TEXTO DE ESTUDO >>
◆ ◆ ◆ ◆

O relatório técnico com resultados das análises foi encaminhado ao Fórum de Combate aos impactos dos agrotóxicos em Mato Grosso, que é coordenado pelo MPT, e ao Ministério Público Federal (MPF). Também foram informados o poder público do município de Poconé para que tome medidas cabíveis à proteção do meio ambiente e à saúde das populações quilombolas.
Câncer, depressão, má formação fetal
Para a professora Marcia Montanari, do Núcleo de Estudos Ambientais e Saúde do Trabalhador da UFMT, organização parceira da pesquisa, a presença de agrotóxicos nas águas podem causar riscos à saúde, com intoxicações agudas manifestadas em 24 e 48 horas após o contato com os agrotóxicos. Os sinais são irritação na pele e nos olhos, coceiras, náuseas, vômitos, tontura e dores de cabeça, além de sintomas crônicos.

◆ ◆ ◆ ◆

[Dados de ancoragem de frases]
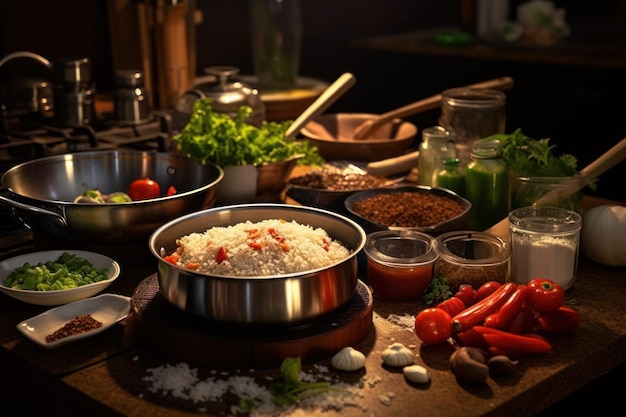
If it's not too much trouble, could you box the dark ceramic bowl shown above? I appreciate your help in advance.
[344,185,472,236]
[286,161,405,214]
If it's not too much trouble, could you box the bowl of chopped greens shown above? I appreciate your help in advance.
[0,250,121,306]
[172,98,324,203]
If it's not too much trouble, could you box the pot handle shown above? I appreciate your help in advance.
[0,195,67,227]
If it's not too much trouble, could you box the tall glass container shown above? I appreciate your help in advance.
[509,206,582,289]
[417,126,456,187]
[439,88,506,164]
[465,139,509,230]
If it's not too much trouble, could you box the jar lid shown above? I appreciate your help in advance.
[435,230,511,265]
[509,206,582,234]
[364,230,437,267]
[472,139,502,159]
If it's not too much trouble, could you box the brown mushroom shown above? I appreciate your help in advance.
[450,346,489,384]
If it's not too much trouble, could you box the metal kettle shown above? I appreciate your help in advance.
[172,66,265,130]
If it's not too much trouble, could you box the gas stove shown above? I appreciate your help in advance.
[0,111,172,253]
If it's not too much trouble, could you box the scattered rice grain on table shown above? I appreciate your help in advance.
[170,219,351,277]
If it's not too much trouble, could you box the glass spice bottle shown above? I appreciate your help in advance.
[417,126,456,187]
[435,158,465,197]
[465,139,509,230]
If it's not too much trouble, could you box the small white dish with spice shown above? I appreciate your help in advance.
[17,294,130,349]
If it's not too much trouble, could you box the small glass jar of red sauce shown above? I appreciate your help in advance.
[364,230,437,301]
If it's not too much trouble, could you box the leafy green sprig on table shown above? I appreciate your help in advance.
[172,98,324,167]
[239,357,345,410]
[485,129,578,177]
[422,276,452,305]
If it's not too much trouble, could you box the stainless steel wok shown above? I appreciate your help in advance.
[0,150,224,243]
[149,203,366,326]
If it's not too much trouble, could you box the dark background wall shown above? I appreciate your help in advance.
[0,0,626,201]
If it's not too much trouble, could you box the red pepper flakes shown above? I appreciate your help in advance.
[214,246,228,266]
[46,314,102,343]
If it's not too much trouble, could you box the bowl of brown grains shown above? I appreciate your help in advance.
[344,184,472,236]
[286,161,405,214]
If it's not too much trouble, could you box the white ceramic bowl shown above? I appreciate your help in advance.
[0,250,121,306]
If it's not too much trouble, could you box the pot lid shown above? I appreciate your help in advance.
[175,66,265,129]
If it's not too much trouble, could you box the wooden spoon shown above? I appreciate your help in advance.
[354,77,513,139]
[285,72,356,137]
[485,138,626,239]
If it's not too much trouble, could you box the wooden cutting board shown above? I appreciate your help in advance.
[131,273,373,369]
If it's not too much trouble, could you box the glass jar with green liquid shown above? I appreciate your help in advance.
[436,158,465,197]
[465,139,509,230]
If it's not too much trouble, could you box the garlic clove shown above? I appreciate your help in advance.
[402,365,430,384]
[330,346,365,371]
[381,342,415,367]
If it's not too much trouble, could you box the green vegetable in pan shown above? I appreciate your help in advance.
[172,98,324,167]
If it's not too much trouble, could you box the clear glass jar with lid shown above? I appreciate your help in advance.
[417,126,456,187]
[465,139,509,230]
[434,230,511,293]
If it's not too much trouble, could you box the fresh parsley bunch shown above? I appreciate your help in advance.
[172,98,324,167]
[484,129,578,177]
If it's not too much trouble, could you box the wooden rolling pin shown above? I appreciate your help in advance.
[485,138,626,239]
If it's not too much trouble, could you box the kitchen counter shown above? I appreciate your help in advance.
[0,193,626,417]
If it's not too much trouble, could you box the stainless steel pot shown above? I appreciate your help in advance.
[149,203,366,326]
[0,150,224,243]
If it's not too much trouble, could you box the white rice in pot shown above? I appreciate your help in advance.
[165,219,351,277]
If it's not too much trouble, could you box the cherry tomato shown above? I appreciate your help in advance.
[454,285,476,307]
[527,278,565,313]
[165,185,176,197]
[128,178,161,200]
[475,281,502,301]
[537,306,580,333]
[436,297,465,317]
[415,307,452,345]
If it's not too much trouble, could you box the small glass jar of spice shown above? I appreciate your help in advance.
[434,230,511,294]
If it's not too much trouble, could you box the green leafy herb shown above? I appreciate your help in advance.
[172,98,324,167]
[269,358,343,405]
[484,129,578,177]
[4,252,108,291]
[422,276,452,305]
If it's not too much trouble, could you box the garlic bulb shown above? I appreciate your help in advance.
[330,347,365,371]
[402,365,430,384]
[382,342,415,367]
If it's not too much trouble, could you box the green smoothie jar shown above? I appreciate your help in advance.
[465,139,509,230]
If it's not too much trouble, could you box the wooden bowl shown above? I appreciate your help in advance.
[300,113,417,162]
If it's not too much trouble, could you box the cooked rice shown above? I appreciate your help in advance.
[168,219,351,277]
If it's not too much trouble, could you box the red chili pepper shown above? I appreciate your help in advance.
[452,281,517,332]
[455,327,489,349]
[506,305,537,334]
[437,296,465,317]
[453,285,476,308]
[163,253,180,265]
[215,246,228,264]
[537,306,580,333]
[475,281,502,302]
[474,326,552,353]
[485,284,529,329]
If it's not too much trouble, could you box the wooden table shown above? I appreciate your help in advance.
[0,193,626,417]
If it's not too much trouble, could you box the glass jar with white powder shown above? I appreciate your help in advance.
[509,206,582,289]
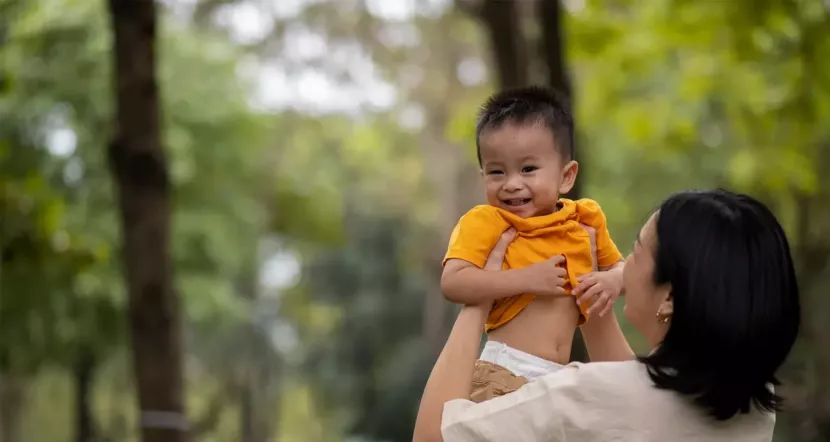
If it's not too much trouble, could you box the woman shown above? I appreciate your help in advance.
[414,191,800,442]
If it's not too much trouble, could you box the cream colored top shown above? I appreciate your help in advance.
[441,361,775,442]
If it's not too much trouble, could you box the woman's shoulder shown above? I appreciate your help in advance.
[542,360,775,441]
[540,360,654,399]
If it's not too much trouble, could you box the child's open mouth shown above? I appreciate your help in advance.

◆ ◆ ◆ ◆

SEU OBJETIVO >>
Responda sim ou não: cada afirmação a seguir está de acordo com o texto sobre agrotóxicos em Mato Grosso? Justifique cada resposta com as palavras do texto que decidem a questão, citadas literalmente. (a) O relatório técnico foi enviado ao Ministério Público Federal. (b) O Fórum de Combate aos impactos dos agrotóxicos em Mato Grosso é coordenado pelo MPF. (c) As intoxicações agudas aparecem até uma semana depois do contato com os agrotóxicos.

SOLUÇÃO DO PROBLEMA >>
(a) Sim: "e ao Ministério Público Federal (MPF)".
(b) Não: "que é coordenado pelo MPT".
(c) Não: "manifestadas em 24 e 48 horas após o contato com os agrotóxicos".